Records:
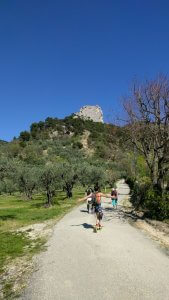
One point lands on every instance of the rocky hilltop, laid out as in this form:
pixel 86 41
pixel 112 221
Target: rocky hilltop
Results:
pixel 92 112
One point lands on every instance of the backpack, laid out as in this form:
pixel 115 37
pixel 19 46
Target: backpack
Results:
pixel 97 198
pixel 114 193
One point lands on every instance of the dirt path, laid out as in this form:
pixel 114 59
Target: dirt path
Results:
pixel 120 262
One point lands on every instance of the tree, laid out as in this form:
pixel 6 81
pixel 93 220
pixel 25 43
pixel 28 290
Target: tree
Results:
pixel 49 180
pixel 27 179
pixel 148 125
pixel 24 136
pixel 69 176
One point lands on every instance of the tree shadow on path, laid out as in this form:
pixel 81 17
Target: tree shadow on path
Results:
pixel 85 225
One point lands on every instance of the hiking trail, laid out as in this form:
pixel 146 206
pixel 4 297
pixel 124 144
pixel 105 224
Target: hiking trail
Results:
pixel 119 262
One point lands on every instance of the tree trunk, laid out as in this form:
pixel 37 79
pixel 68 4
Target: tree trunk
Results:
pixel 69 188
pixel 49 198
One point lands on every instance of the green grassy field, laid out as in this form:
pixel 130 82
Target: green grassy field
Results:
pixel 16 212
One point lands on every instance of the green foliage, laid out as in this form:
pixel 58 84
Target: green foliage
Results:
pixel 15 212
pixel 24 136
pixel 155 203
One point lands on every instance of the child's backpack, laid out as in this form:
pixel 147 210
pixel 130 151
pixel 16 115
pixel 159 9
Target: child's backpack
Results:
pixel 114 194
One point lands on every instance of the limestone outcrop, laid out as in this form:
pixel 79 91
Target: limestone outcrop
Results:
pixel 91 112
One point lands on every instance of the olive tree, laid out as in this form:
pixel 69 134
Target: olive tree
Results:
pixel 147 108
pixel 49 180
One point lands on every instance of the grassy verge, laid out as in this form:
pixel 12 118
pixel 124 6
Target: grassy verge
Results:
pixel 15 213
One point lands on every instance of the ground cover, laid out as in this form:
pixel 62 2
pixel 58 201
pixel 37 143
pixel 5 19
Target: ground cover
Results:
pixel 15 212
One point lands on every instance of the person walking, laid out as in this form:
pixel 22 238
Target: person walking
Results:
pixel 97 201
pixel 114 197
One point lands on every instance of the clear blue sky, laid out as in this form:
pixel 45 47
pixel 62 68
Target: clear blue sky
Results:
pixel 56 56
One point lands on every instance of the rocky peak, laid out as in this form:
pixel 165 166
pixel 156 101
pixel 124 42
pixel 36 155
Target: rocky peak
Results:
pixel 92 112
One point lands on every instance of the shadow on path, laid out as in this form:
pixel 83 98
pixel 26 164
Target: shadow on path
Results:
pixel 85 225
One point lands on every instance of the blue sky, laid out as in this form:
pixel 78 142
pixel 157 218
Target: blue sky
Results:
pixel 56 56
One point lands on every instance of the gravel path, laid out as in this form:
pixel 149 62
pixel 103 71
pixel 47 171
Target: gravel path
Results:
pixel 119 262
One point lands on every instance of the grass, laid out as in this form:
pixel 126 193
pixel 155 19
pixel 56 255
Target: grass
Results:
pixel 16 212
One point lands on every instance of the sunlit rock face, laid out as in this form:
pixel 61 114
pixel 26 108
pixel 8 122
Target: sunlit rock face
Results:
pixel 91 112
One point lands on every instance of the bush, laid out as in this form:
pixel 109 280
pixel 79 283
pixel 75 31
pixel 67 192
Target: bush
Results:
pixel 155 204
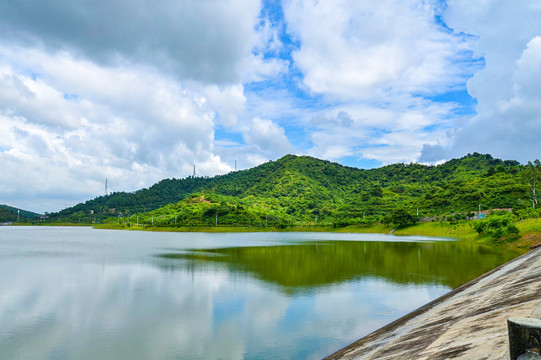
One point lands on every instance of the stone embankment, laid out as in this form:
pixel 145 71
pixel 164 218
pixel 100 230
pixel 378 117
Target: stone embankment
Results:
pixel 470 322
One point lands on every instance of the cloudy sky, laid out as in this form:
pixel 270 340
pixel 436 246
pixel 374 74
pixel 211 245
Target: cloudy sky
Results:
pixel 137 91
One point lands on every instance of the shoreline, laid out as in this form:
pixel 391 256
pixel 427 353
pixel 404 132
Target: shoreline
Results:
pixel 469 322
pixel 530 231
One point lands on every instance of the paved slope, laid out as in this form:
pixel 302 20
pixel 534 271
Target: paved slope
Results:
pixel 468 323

== The exercise ==
Transcribe the whole listing exactly. Pictures stay out of your copy.

== Expected answer ==
One point lands on every instance of the rocky hilltop, laid out as in this form:
pixel 86 41
pixel 112 221
Target: rocky hilltop
Results:
pixel 92 112
One point lands on every instance of the backpack, laid out as in this form:
pixel 115 37
pixel 19 46
Target: backpack
Results:
pixel 97 198
pixel 114 193
One point lands on every instance of the dirt path, laid out as in this form:
pixel 114 59
Target: dirt path
Results:
pixel 120 262
One point lands on every instance of the tree, laid out as in this form:
pixel 6 81
pixel 93 220
pixel 25 43
pixel 28 290
Target: tree
Results:
pixel 49 180
pixel 27 179
pixel 148 125
pixel 24 136
pixel 69 176
One point lands on every instance of the tree shadow on path, laid out as in this form:
pixel 81 17
Target: tree shadow on path
Results:
pixel 85 225
One point lands on every instance of the hiking trail, laid out as in this form:
pixel 146 206
pixel 4 297
pixel 124 144
pixel 105 224
Target: hiking trail
Results:
pixel 119 262
One point lands on every instance of the tree trunk, laid out as in this form:
pixel 37 79
pixel 68 4
Target: tree trunk
Results:
pixel 69 188
pixel 49 198
One point lands on every instance of the green grassy field, laid out as in this form:
pixel 130 82
Target: green grassy field
Results:
pixel 16 212
One point lands on every instance of the green foliage, laid out as in this form:
pixel 58 84
Target: green foliage
Results:
pixel 15 212
pixel 24 136
pixel 155 203
One point lands on every instance of the child's backpack, laid out as in this form:
pixel 147 210
pixel 130 151
pixel 16 115
pixel 159 9
Target: child's backpack
Results:
pixel 114 194
One point lands on every instance of the limestone outcrop, laid out as in this form:
pixel 79 91
Target: limestone outcrop
Results:
pixel 91 112
One point lands on every instance of the olive tree, laid out as in this form:
pixel 69 134
Target: olive tree
Results:
pixel 147 108
pixel 49 180
One point lands on every instance of the grassy verge, laid out as in this form:
pixel 12 118
pixel 124 6
Target: grassy verge
Results:
pixel 15 213
One point lands on every instance of the ground cover, laid out as in this form:
pixel 62 2
pixel 58 201
pixel 37 143
pixel 5 19
Target: ground cover
Results:
pixel 15 212
One point lands on every instance of the person walking, laid out as in this form:
pixel 22 238
Target: person walking
Results:
pixel 97 201
pixel 114 197
One point lands on every instance of the clear blue sky, laid out as in this form:
pixel 45 47
pixel 62 68
Target: clear blue sky
Results:
pixel 56 56
One point lands on every instance of the rocky peak, laid out as in this form:
pixel 165 166
pixel 156 101
pixel 124 42
pixel 36 155
Target: rocky peak
Results:
pixel 92 112
One point lands on every instance of the shadow on path, laid out as in this form:
pixel 83 98
pixel 26 164
Target: shadow on path
Results:
pixel 85 225
One point lands on every instance of the blue sky, laid out as in this form:
pixel 78 142
pixel 157 218
Target: blue sky
Results:
pixel 56 56
One point lands on every instance of the gravel path, laid out as in this form:
pixel 149 62
pixel 103 71
pixel 47 171
Target: gravel path
Results:
pixel 119 262
One point lands on every instance of the grass, laid out as in this form:
pixel 126 193
pixel 155 19
pixel 56 255
Target: grass
Results:
pixel 16 212
One point lands on every instance of the sunlit rock face, laid out as in this form:
pixel 61 114
pixel 26 108
pixel 8 122
Target: sunlit rock face
Results:
pixel 91 112
One point lands on every instance of the bush, laid out as in this form:
pixel 109 280
pixel 79 283
pixel 75 31
pixel 67 192
Target: bush
Results:
pixel 155 204
One point lands on every instance of the stone embankment, laid out as in this form:
pixel 145 71
pixel 164 218
pixel 100 230
pixel 378 117
Target: stone embankment
Results:
pixel 470 322
One point lands on every instance of the cloudy sky, laid out as in this form:
pixel 270 340
pixel 436 246
pixel 374 74
pixel 211 245
Target: cloudy sky
Results:
pixel 137 91
One point lands on every instance of the shoreline, laid out as in this form:
pixel 391 256
pixel 427 353
pixel 404 132
Target: shoreline
Results:
pixel 469 322
pixel 530 231
One point lands on every instance of the paved slope, laid out as in this form:
pixel 302 20
pixel 534 271
Target: paved slope
Results:
pixel 468 323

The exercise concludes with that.